**Exercise:**
The full listing should be duplicated word for word.

**Records:**
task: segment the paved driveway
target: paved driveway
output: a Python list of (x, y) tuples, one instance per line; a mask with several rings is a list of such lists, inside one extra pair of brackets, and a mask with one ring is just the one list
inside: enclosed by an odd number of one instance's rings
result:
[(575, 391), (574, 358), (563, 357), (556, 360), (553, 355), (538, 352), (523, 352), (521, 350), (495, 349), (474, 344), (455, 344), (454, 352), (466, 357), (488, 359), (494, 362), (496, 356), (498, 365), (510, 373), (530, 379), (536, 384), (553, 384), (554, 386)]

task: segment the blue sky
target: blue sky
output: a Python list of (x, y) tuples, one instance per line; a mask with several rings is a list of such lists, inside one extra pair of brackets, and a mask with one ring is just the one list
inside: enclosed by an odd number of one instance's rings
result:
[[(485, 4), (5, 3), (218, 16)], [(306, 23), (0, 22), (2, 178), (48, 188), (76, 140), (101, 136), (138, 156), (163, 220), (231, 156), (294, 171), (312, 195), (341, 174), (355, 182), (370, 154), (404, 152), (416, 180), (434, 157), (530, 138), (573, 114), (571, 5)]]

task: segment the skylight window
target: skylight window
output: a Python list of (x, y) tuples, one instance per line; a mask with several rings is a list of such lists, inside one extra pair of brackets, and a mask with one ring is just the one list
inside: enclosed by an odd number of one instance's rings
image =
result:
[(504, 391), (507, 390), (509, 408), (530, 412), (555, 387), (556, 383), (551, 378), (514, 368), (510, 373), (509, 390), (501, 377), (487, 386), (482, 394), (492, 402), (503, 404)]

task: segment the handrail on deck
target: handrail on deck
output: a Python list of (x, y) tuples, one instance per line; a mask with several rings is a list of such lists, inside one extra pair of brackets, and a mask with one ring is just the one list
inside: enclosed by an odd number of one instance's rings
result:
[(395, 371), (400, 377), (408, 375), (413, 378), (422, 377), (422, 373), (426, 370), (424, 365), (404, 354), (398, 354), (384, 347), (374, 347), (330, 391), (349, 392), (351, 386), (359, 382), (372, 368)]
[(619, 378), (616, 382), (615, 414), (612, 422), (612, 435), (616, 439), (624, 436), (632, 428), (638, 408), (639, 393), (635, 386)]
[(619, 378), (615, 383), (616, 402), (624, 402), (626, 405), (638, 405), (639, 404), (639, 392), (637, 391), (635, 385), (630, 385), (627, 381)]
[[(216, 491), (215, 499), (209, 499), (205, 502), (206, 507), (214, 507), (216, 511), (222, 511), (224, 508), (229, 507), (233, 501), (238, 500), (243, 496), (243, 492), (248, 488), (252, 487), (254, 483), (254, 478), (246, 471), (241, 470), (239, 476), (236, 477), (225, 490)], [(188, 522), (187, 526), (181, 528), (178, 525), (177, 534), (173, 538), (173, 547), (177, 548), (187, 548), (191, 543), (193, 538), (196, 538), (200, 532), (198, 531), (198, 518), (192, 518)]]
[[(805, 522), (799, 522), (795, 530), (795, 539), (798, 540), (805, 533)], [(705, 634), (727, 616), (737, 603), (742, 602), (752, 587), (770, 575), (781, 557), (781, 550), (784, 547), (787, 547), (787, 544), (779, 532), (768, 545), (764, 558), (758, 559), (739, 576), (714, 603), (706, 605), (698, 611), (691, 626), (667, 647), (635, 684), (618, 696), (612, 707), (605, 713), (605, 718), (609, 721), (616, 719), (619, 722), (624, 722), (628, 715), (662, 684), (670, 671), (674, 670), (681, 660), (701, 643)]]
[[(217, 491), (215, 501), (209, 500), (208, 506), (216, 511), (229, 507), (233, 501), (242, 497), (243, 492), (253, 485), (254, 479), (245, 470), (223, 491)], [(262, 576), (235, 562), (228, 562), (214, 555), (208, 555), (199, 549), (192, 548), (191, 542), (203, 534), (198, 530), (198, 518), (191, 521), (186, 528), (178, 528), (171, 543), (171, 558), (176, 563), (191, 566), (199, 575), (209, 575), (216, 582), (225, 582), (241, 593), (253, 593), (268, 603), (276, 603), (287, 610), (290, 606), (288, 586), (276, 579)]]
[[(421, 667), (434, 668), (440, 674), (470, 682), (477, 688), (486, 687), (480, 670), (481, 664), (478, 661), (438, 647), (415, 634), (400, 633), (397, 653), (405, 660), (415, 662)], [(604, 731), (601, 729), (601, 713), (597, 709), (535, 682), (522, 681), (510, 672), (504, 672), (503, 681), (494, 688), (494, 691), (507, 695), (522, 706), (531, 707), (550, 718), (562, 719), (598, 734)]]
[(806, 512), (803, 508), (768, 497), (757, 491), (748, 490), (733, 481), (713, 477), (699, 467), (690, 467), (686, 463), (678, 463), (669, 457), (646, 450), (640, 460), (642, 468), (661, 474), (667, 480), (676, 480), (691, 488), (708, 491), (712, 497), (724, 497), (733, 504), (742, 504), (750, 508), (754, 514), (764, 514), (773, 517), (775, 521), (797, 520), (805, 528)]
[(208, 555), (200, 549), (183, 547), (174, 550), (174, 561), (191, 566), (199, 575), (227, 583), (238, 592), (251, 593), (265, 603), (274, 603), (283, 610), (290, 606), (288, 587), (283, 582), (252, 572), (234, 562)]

**Exercise solution:**
task: segment the paved driveway
target: paved driveway
output: a Python list of (x, y) tuples, one instance per line; a mask with several rings is a list of such lists, inside one extra pair of brackets, and a mask with one ring is just the one list
inside: enclosed by an odd number of one instance's rings
result:
[(575, 391), (574, 358), (563, 357), (556, 360), (553, 355), (538, 352), (523, 352), (521, 350), (495, 349), (474, 344), (455, 344), (454, 352), (466, 357), (488, 359), (494, 362), (496, 356), (498, 365), (510, 373), (530, 379), (536, 384), (553, 384), (554, 386)]

task: segment the blue sky
target: blue sky
output: a Python list of (x, y) tuples, one instance per line; a mask with several rings is a list of such lists, inside one extra pair of brackets, and a mask with one ring is just the one list
inside: enclosed by an odd number of one instance's rings
result:
[[(485, 4), (5, 3), (218, 16)], [(306, 23), (0, 22), (2, 178), (48, 188), (76, 140), (101, 136), (138, 156), (163, 220), (231, 156), (294, 171), (312, 195), (341, 174), (355, 182), (370, 154), (404, 152), (416, 180), (434, 157), (530, 138), (573, 114), (571, 5)]]

task: segment the skylight window
target: skylight window
output: a Python list of (x, y) tuples, one instance per line; a mask with several rings is a list of such lists, inside one extra pair of brackets, and a mask with one ring is just the one list
inside: enclosed by an odd number of one instance's rings
image =
result:
[(504, 391), (507, 390), (509, 408), (530, 412), (555, 387), (556, 383), (551, 378), (514, 368), (510, 373), (509, 390), (501, 377), (487, 386), (482, 394), (492, 402), (503, 404)]

task: segment the handrail on deck
target: handrail on deck
output: a Python list of (x, y) tuples, one instance per line; a mask with several rings is a list of such lists, inside one extra pair of brackets, and a mask with one ring is just the one list
inside: enclosed by an odd number of one instance's rings
result:
[(395, 371), (400, 377), (408, 375), (413, 378), (422, 377), (422, 373), (426, 370), (424, 365), (404, 354), (398, 354), (384, 347), (374, 347), (330, 391), (349, 392), (351, 386), (359, 382), (372, 368)]
[(619, 378), (616, 382), (615, 414), (612, 422), (612, 435), (616, 439), (624, 436), (632, 428), (638, 408), (639, 393), (635, 386)]
[(619, 378), (615, 383), (616, 402), (624, 402), (626, 405), (638, 405), (639, 404), (639, 392), (637, 391), (635, 385), (630, 385), (627, 381)]
[[(216, 491), (215, 499), (209, 499), (205, 502), (206, 507), (214, 507), (216, 511), (222, 511), (224, 508), (229, 507), (233, 501), (238, 500), (243, 496), (243, 492), (248, 488), (252, 487), (254, 483), (254, 478), (246, 471), (241, 470), (239, 476), (236, 477), (225, 490)], [(188, 522), (187, 526), (181, 528), (178, 525), (177, 534), (173, 538), (173, 547), (177, 548), (187, 548), (191, 543), (193, 538), (196, 538), (200, 532), (198, 531), (198, 518), (192, 518)]]
[[(805, 522), (799, 522), (795, 530), (795, 539), (798, 540), (805, 533)], [(705, 634), (727, 616), (737, 603), (742, 602), (752, 587), (770, 575), (781, 557), (781, 550), (784, 547), (787, 547), (787, 544), (779, 532), (768, 545), (764, 558), (758, 559), (739, 576), (714, 603), (706, 605), (698, 611), (691, 626), (667, 647), (635, 684), (618, 696), (612, 707), (605, 713), (605, 718), (609, 721), (616, 719), (619, 722), (624, 722), (628, 715), (662, 684), (670, 671), (674, 670), (681, 660), (701, 643)]]
[[(217, 491), (215, 501), (209, 500), (208, 506), (216, 511), (229, 507), (233, 501), (242, 497), (243, 492), (253, 485), (254, 479), (245, 470), (223, 491)], [(262, 576), (235, 562), (228, 562), (214, 555), (208, 555), (199, 549), (192, 548), (191, 542), (203, 534), (198, 530), (198, 518), (191, 521), (186, 528), (178, 528), (171, 543), (171, 558), (176, 563), (191, 566), (199, 575), (209, 575), (216, 582), (225, 582), (241, 593), (253, 593), (268, 603), (276, 603), (287, 610), (290, 606), (288, 586), (276, 579)]]
[[(421, 667), (434, 668), (440, 674), (470, 682), (477, 688), (486, 687), (480, 670), (481, 664), (478, 661), (438, 647), (415, 634), (400, 633), (397, 653), (405, 660), (415, 662)], [(604, 731), (601, 729), (601, 713), (597, 709), (535, 682), (522, 681), (510, 672), (504, 672), (503, 681), (494, 688), (494, 691), (507, 695), (522, 706), (531, 707), (550, 718), (562, 719), (598, 734)]]
[(806, 512), (803, 508), (768, 497), (757, 491), (748, 490), (733, 481), (713, 477), (699, 467), (690, 467), (686, 463), (678, 463), (669, 457), (646, 450), (640, 460), (642, 468), (661, 474), (667, 480), (676, 480), (691, 488), (708, 491), (712, 497), (724, 497), (733, 504), (742, 504), (750, 508), (754, 514), (764, 514), (773, 517), (775, 521), (797, 520), (805, 528)]
[(208, 555), (200, 549), (183, 547), (174, 550), (174, 561), (191, 566), (199, 575), (227, 583), (238, 592), (251, 593), (265, 603), (274, 603), (283, 610), (290, 606), (288, 587), (283, 582), (252, 572), (234, 562)]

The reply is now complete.